> Exercises:
- a) List every organization named in the article about the Long March 5B rocket's re-entry.
- b) In the article about the Long March 5B rocket's re-entry, from where did the rocket lift off?
- c) Carry on the article about the Long March 5B rocket's re-entry from its final sentence.

> Page text:

China’s foreign ministry said on Friday that most debris from the rocket will be burned up on re-entry and is highly unlikely to cause any harm, after the U.S. military said that what it called an uncontrolled re-entry was being tracked by U.S. Space Command.

In a tweet sent on Friday evening in the United States, the Aerospace Corporation said that the latest prediction for the re-entry of the Long March 5B rocket body by its Center for Orbital Reentry and Debris Studies (CORDS) was for eight hours on either side of 0419 GMT on Sunday.

CORDS’ latest “informed prediction” of the rocket body’s re-entry location was given near the North Island of New Zealand, but it noted that re-entry was possible anywhere along paths covering large swathes of the globe.

The Long March 5B — comprising one core stage and four boosters — lifted off from China’s Hainan island on April 29 with the unmanned Tianhe module, which contains what will become living quarters on a permanent Chinese space station.

The Long March 5 family of rockets have been integral to China’s near-term space ambitions — from the delivery of modules and crew of its planned space station to launches of exploratory probes to the moon and even Mars.

Records from a collection
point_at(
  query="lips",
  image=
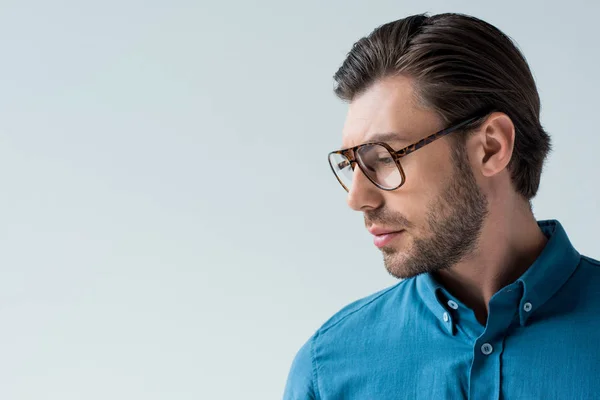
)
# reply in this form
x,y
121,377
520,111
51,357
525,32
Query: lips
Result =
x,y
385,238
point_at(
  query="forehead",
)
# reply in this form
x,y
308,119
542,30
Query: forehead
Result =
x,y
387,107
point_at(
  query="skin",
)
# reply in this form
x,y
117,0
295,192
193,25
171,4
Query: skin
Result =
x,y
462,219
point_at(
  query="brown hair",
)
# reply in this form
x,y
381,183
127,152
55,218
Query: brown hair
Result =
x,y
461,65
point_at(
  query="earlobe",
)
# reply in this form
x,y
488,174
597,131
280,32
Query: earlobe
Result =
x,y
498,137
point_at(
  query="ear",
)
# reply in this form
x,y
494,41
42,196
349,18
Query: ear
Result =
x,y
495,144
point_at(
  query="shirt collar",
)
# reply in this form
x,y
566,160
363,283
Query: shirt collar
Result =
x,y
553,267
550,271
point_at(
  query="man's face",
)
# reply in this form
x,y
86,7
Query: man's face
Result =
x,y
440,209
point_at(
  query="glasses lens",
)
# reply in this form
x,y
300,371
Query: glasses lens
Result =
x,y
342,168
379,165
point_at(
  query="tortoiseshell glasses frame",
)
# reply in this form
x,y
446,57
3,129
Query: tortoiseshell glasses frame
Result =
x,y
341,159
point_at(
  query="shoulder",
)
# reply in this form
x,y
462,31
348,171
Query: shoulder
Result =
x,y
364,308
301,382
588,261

> Responses:
- a)
China's foreign ministry
U.S. military
U.S. Space Command
Aerospace Corporation
Center for Orbital Reentry and Debris Studies (CORDS)

- b) China's Hainan island.

- c)
The Long March launched last week was the second deployment of the 5B variant since its maiden flight in May last year.

Harvard-based astrophysicist Jonathan McDowell previously told Reuters there is a chance that pieces of the rocket could come down over land, perhaps in a populated area, as in May 2020, when pieces from the first Long March 5B rained down on the Ivory Coast, damaging several buildings, though no injuries were reported.

Debris from Chinese rocket launches is not uncommon within China. In late April, authorities in the city of Shiyan, Hubei province, issued a notice to people in the surrounding county to prepare for evacuation as parts were expected to land in the area.

“The Long March 5B re-entry is unusual because during launch, the first stage of the rocket reached orbital velocity instead of falling downrange as is common practice,” the Aerospace Corporation said in a blog post.

“The empty rocket body is now in an elliptical orbit around Earth where it is being dragged toward an uncontrolled reentry.”

The empty core stage has been losing altitude since last week, but the speed of its orbital decay remains uncertain due to unpredictable atmospheric variables.

It is one of the largest space debris to re-enter Earth, at 18 tonnes.

The core stage of the first Long March 5B that returned to Earth last year weighed nearly 20 tonnes, surpassed only by debris from the Columbia space shuttle in 2003, the Soviet Union’s Salyut 7 space station in 1991, and NASA’s Skylab in 1979.